Give back the entries in full, exactly as they are written.

**Task material**
============================================================
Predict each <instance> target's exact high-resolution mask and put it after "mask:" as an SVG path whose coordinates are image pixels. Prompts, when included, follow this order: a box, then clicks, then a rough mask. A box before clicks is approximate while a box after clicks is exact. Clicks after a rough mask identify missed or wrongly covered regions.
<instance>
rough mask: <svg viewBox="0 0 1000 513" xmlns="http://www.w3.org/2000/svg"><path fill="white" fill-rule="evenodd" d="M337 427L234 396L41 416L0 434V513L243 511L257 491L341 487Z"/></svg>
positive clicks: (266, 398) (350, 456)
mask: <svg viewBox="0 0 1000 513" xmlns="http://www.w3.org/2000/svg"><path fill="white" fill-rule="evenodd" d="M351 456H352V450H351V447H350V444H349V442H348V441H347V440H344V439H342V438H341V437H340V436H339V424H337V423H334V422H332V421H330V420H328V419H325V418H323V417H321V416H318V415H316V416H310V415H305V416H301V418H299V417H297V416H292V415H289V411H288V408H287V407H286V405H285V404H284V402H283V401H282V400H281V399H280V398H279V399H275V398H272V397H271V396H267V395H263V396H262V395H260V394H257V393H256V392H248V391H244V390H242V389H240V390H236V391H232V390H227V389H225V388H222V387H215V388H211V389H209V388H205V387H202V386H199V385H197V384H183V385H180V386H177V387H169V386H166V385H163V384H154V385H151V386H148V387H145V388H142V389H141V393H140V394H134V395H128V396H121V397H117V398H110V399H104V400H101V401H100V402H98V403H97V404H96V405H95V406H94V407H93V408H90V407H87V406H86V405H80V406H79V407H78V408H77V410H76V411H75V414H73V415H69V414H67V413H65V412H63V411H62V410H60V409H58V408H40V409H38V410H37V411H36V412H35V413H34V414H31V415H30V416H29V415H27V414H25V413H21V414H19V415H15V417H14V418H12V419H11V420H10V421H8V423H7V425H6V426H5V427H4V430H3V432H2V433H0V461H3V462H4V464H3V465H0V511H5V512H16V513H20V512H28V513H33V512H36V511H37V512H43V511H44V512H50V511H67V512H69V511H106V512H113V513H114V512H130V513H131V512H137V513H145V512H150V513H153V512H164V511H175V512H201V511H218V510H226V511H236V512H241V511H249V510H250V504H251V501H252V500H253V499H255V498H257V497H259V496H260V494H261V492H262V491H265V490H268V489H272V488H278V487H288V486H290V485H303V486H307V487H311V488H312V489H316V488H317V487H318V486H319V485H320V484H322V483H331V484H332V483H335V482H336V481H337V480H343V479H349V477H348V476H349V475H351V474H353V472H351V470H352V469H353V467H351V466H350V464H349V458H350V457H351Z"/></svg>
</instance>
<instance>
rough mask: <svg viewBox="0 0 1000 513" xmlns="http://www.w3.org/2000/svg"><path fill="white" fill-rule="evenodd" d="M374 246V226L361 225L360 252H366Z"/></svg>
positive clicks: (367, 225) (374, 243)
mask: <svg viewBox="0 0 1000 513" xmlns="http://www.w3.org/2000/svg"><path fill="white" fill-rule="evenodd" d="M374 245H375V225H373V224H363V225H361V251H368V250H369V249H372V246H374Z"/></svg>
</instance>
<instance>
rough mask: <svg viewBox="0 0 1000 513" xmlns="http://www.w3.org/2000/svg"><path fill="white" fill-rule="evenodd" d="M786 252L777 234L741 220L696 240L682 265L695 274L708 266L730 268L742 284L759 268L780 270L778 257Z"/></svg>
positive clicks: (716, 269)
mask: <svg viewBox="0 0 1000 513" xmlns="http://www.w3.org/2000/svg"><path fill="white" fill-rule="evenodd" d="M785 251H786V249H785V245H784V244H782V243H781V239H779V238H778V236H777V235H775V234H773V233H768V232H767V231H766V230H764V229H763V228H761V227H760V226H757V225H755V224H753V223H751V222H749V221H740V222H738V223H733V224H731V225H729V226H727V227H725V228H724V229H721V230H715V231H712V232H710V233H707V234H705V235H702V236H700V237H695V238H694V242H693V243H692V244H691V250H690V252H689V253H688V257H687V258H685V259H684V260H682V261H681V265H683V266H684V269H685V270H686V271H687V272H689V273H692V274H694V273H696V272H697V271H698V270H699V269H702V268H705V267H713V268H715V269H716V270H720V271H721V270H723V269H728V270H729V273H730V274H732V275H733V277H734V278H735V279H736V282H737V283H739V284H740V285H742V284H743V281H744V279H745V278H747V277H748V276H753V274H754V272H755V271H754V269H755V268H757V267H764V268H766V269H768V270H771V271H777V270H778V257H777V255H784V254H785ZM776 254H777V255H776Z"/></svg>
============================================================
**Response for this exercise**
Predict each <instance> target's exact high-resolution mask and put it after "mask:" as an SVG path whose coordinates are image pixels. Prompts, when included, follow this order: a box, then clicks, then a rough mask. A box before clicks is approximate while a box after clicks is exact. Clicks after a rough mask identify missed or wrongly covered regions.
<instance>
rough mask: <svg viewBox="0 0 1000 513" xmlns="http://www.w3.org/2000/svg"><path fill="white" fill-rule="evenodd" d="M337 427L234 396L41 416L0 434V513L243 511L257 491L341 487Z"/></svg>
positive clicks: (266, 398) (350, 456)
mask: <svg viewBox="0 0 1000 513" xmlns="http://www.w3.org/2000/svg"><path fill="white" fill-rule="evenodd" d="M351 456H352V450H351V447H350V444H349V442H348V441H347V440H344V439H342V438H341V437H340V436H339V424H337V423H334V422H332V421H330V420H328V419H325V418H323V417H321V416H318V415H316V416H310V415H305V416H301V418H299V417H297V416H292V415H289V411H288V408H287V407H286V405H285V404H284V402H283V401H282V400H281V399H280V398H279V399H275V398H272V397H271V396H267V395H263V396H262V395H260V394H257V393H256V392H248V391H244V390H242V389H240V390H236V391H232V390H227V389H225V388H222V387H215V388H211V389H209V388H205V387H202V386H199V385H197V384H183V385H180V386H177V387H169V386H166V385H163V384H154V385H151V386H148V387H145V388H142V389H141V393H140V394H134V395H128V396H121V397H117V398H110V399H104V400H101V401H100V402H98V403H97V404H96V405H95V406H94V407H93V408H90V407H87V406H86V405H80V406H79V407H78V408H77V410H76V411H75V414H73V415H69V414H67V413H65V412H63V411H62V410H60V409H58V408H40V409H38V410H37V411H36V412H35V413H34V414H31V415H30V416H29V415H27V414H25V413H21V414H19V415H15V417H14V418H12V419H11V420H10V421H8V423H7V425H6V426H5V427H4V430H3V432H2V433H0V461H3V462H4V464H3V465H0V511H5V512H16V513H20V512H28V513H33V512H36V511H37V512H43V511H44V512H50V511H67V512H69V511H106V512H113V513H114V512H130V513H131V512H137V513H145V512H150V513H153V512H164V511H175V512H201V511H218V510H226V511H236V512H241V511H249V510H250V504H251V501H252V500H253V499H255V498H257V497H259V496H260V494H261V492H262V491H265V490H268V489H272V488H278V487H288V486H290V485H303V486H307V487H311V488H312V489H316V488H317V487H318V486H319V485H320V484H322V483H331V484H332V483H335V482H336V481H337V480H343V479H349V477H348V476H349V475H351V474H353V472H351V470H352V469H353V467H351V466H350V464H349V458H350V457H351Z"/></svg>
</instance>
<instance>
rough mask: <svg viewBox="0 0 1000 513" xmlns="http://www.w3.org/2000/svg"><path fill="white" fill-rule="evenodd" d="M374 246V226L361 225L360 252H366Z"/></svg>
positive clicks: (367, 225) (374, 243)
mask: <svg viewBox="0 0 1000 513" xmlns="http://www.w3.org/2000/svg"><path fill="white" fill-rule="evenodd" d="M374 245H375V225H373V224H363V225H361V251H368V250H369V249H372V246H374Z"/></svg>
</instance>
<instance>
rough mask: <svg viewBox="0 0 1000 513" xmlns="http://www.w3.org/2000/svg"><path fill="white" fill-rule="evenodd" d="M786 252L777 234L741 220L696 240L682 265L695 274L708 266L730 268L742 284L759 268L780 270L778 257Z"/></svg>
positive clicks: (716, 269)
mask: <svg viewBox="0 0 1000 513" xmlns="http://www.w3.org/2000/svg"><path fill="white" fill-rule="evenodd" d="M785 251H786V249H785V245H784V244H782V243H781V239H779V238H778V236H777V235H775V234H773V233H768V232H767V231H766V230H764V229H763V228H761V227H760V226H757V225H755V224H753V223H751V222H749V221H740V222H738V223H733V224H731V225H729V226H727V227H725V228H724V229H721V230H715V231H712V232H710V233H707V234H705V235H702V236H700V237H695V238H694V242H693V243H692V244H691V250H690V252H689V253H688V257H687V258H685V259H684V260H682V261H681V265H683V266H684V269H685V270H686V271H687V272H689V273H692V274H694V273H696V272H697V271H698V270H699V269H702V268H705V267H713V268H715V269H716V270H720V271H721V270H723V269H728V270H729V273H730V274H732V275H733V277H734V278H735V279H736V282H737V283H739V284H740V285H742V284H743V281H744V279H745V278H747V277H748V276H753V274H754V272H755V271H754V269H755V268H757V267H764V268H766V269H768V270H771V271H777V270H778V257H777V255H784V254H785ZM776 254H777V255H776Z"/></svg>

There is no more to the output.